Directions for this task => Wherever an image appears in the records, exclude it, and reproduce everything else exactly.
• • •
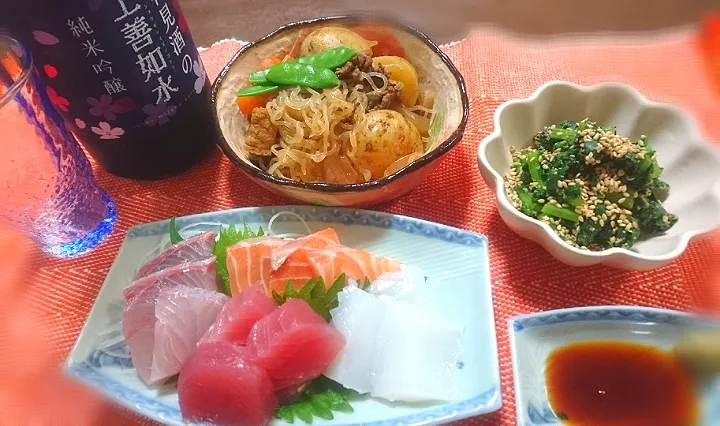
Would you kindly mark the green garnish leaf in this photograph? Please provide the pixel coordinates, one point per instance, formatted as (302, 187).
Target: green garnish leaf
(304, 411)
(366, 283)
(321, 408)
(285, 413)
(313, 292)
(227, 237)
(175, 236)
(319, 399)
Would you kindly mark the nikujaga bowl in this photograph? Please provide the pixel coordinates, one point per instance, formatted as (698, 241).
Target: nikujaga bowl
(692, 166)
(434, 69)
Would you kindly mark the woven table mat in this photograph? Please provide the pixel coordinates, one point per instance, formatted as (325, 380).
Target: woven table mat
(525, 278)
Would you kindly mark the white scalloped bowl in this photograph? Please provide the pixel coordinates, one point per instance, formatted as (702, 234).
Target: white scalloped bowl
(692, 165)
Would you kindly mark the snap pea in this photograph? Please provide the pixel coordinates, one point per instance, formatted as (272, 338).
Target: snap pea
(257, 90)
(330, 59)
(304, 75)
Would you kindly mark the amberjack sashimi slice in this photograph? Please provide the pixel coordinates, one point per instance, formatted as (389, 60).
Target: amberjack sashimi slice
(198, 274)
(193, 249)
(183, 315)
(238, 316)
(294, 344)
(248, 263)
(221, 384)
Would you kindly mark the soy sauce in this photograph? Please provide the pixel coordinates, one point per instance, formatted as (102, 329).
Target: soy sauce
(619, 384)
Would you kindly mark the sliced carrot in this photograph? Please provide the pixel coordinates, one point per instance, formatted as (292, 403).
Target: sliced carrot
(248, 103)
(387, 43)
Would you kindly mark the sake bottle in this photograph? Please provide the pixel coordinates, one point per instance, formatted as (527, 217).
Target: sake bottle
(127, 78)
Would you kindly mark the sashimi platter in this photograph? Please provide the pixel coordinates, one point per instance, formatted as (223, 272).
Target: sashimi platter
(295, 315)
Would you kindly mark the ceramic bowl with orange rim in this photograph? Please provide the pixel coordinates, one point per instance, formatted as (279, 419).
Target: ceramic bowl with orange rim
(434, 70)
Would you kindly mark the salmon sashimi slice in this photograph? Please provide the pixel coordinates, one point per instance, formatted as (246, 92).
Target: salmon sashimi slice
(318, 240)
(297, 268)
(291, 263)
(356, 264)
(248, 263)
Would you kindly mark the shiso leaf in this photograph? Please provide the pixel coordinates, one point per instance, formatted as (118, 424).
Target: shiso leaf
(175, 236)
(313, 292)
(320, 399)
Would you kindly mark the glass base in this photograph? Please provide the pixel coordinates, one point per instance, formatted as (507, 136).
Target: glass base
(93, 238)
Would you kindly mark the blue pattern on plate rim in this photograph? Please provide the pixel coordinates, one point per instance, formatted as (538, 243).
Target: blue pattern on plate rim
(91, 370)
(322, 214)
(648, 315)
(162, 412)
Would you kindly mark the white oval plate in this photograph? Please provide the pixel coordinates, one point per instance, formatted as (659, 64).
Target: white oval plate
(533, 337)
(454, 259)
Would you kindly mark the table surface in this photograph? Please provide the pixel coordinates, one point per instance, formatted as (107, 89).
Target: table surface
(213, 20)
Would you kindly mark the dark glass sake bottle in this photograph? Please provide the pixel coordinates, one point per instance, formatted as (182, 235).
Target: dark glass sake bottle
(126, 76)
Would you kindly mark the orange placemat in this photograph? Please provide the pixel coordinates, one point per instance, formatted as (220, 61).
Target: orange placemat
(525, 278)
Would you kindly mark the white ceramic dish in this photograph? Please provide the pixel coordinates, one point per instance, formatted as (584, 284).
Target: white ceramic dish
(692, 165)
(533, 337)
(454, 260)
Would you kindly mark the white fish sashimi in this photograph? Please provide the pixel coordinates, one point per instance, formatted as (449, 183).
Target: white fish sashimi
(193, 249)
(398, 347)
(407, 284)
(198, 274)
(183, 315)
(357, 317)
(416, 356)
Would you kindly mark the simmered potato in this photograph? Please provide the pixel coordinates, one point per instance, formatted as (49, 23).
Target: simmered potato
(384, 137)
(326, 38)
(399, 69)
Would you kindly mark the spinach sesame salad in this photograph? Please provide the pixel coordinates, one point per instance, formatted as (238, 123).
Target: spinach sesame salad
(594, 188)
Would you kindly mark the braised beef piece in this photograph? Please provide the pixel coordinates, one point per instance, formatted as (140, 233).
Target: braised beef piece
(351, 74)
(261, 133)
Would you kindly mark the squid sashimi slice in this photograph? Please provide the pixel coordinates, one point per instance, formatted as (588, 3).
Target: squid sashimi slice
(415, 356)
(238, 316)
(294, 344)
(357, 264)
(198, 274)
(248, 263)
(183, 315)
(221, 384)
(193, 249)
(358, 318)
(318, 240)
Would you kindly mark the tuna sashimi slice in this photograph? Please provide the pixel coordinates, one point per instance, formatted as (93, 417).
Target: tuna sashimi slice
• • •
Answer below =>
Would you kindly mark the green garnish leaf in this photograph? Please provide the pixel coordinates, one point per instance, formatted as (302, 187).
Target: green garnish leaf
(304, 411)
(366, 283)
(321, 408)
(285, 413)
(313, 292)
(227, 237)
(175, 236)
(319, 399)
Would you kindly mark the nikujaga bowl in this photograph? Please provide the pixel coordinates, one point per instance, formatted as (698, 241).
Target: nikujaga bowl
(692, 166)
(434, 69)
Would you kindly mark the woven table mat in this photograph? Please provide the pixel coordinates, one point per instance, formatted as (325, 380).
Target: woven table mat
(525, 278)
Would you kindly mark the white scalloped bowl in this photograph? Please provide the pixel coordinates, one point per instance, formatted as (702, 234).
Target: white scalloped bowl
(692, 165)
Would you kindly mark the snap pea in this photograph? Please provide the pixel coordinates, one point per instance, formatted as (272, 338).
Target: snap pea
(257, 90)
(330, 59)
(304, 75)
Would you kindly mark the amberjack sashimi slice in this photograph? Please provide the pixel coordinates, one point per instance, formatted as (389, 60).
Target: amberjack sashimi slice
(198, 274)
(193, 249)
(183, 315)
(238, 316)
(294, 344)
(248, 263)
(221, 384)
Would you kindly mark the soy sauce in this photograph? Please provide the pixel coordinates, one point per instance, formatted as (102, 329).
Target: soy sauce
(619, 384)
Would you kindly mark the sliced carrot in this photograph? Please provide the pixel coordinates, one point per instance, formatted as (292, 403).
Target: sliced carrot
(248, 103)
(387, 43)
Would you kindly mark the sake bottle in this photograph? Please provide the pixel coordinates, one point per instance, formatted as (527, 217).
Target: sake bottle
(127, 78)
Would you kindly mark the sashimi platter in this photograph? Please provide the pixel coordinates, one point per instance, formatted as (223, 272).
Target: sashimi platter
(295, 315)
Would you kindly mark the ceramic bowl with orange rim in this photograph? Please provide the pixel coordinates, one point per instance, formatted as (279, 419).
Target: ceramic bowl with orange rim
(434, 70)
Would you kindly mark the salmon sashimi slice in this photograph? Please provide the pixel coordinates, one point per instance, formatted as (246, 92).
Target: salmon sashimi slice
(318, 240)
(297, 268)
(291, 263)
(356, 264)
(248, 263)
Would you kindly mark the shiso leaf in this photograph? Please provide the pixel coordinates, one point per instance, formatted as (118, 424).
Target: shiso leaf
(175, 236)
(313, 292)
(320, 399)
Would you kindly mark the glass base in this photograph? Please provide the pixel coordinates, one point per instance, formatted as (507, 136).
Target: glass base
(93, 238)
Would you kindly mark the blue pattern on plate rim in this photograph? Please provide the pixel coordinates, one point per instance, formatted as (538, 243).
Target: blue pattern on plate rim
(91, 370)
(322, 214)
(648, 315)
(162, 412)
Would you kindly mark the white oval plate in this photograph? Please provide the pixel coordinates, one point per instance, formatted as (659, 64).
Target: white oval plate
(533, 337)
(454, 259)
Would you kindly mark the table surface in this photograph? Please provide the pixel coordinates, one point per instance, formatted as (107, 89).
Target: table surface
(213, 20)
Would you kindly mark the dark glass sake bottle in this photograph? Please provide the pixel coordinates, one point per instance, formatted as (182, 235).
Target: dark glass sake bottle
(126, 76)
Would you kindly mark the orange placemat in this photograph? Please provide the pixel coordinates, one point per instance, formatted as (220, 61).
Target: orange placemat
(525, 278)
Would you kindly mark the white ceramic dish in this photograph? Please provide the pixel coordinates, one point per instance, formatted as (584, 284).
Target: white ceramic dish
(692, 165)
(533, 337)
(454, 260)
Would you kindly mark the white fish sashimi in this photograph? Please provide the pixel coordinates, one point per instance, formatted as (449, 183).
Target: white fish sashimi
(193, 249)
(398, 347)
(407, 284)
(198, 274)
(183, 315)
(357, 317)
(416, 356)
Would you kindly mark the simmered potato in this photograph? Please provide the pixel coordinates, one point per instance, formatted as (49, 23).
Target: simmered potato
(384, 137)
(326, 38)
(399, 69)
Would you kindly mark the spinach sesame salad in this photograph? Please provide the pixel coordinates, one point per instance, formatted as (238, 123).
Target: spinach sesame salad
(594, 188)
Would you kindly mark the braised beef piece in this photograph? Please provide the pixel coordinates, one point per instance, formatted as (140, 233).
Target: braised beef piece
(351, 74)
(261, 133)
Would you kindly mark the squid sashimi slice in this photograph? Please provide the pixel coordinates, one point per instance, formatted as (588, 3).
Target: squid sashimi slice
(415, 356)
(238, 316)
(294, 344)
(357, 264)
(198, 274)
(248, 263)
(183, 315)
(221, 384)
(193, 249)
(358, 318)
(318, 240)
Would you kindly mark the tuna sashimi slice in this photograph? Please provide the pixel coordinates, one point per instance, formatted as (93, 417).
Target: tuna sashimi slice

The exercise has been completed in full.